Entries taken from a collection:
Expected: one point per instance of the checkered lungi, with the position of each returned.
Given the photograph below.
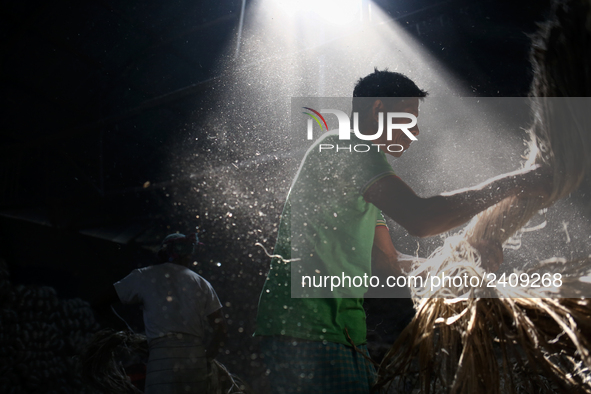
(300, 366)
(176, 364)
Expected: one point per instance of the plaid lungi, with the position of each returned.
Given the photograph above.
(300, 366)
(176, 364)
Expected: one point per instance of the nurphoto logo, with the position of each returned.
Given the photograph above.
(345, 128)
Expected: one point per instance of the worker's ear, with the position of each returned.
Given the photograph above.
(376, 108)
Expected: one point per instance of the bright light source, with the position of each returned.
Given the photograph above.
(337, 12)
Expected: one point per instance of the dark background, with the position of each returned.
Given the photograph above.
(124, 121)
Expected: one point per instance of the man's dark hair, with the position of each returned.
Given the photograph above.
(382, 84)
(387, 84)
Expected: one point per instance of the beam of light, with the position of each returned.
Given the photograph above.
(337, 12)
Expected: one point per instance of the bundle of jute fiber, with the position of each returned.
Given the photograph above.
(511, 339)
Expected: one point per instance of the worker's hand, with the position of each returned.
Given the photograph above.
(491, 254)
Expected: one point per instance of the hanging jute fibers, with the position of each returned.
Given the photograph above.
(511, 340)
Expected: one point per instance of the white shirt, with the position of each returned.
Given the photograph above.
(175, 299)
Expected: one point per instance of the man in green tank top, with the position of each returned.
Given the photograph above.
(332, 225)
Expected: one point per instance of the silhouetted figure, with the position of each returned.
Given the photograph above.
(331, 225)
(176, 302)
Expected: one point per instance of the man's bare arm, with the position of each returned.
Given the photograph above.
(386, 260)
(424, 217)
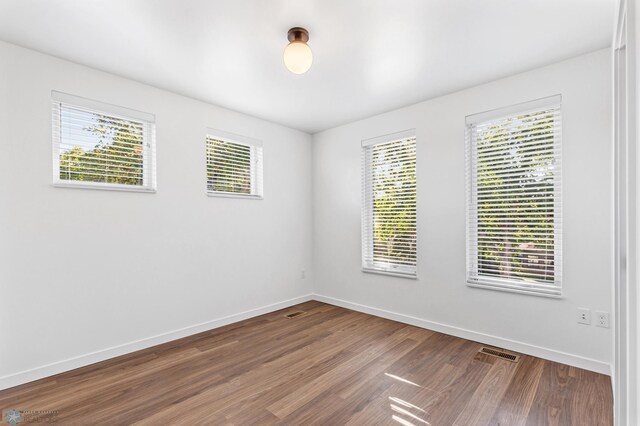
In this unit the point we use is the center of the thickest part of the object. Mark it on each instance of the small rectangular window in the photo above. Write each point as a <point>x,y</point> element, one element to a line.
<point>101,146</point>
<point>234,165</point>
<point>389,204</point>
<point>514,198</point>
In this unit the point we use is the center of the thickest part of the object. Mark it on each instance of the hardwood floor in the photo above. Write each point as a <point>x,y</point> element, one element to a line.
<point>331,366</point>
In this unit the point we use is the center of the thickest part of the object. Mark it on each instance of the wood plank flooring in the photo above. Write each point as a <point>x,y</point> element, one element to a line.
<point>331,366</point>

§ Try it: Reproduce the lines above starting at the one with "Given the photograph below." and ending at the one with "Expected: one point per instance of the bright", both included, exactly and with no pictures.

§ Answer space:
Given the photograph below.
(300, 366)
(176, 364)
Expected: one point per instance of the plaid lungi, with the position of each returned.
Given the photograph above.
(300, 366)
(176, 364)
Expected: one point per instance of the nurphoto logo, with the position of each returned.
Given the photograph above.
(345, 128)
Expected: one point per instance of the worker's ear, with the position of each returned.
Given the photograph above.
(376, 108)
Expected: one point per instance of the bright light source, with the position of each returned.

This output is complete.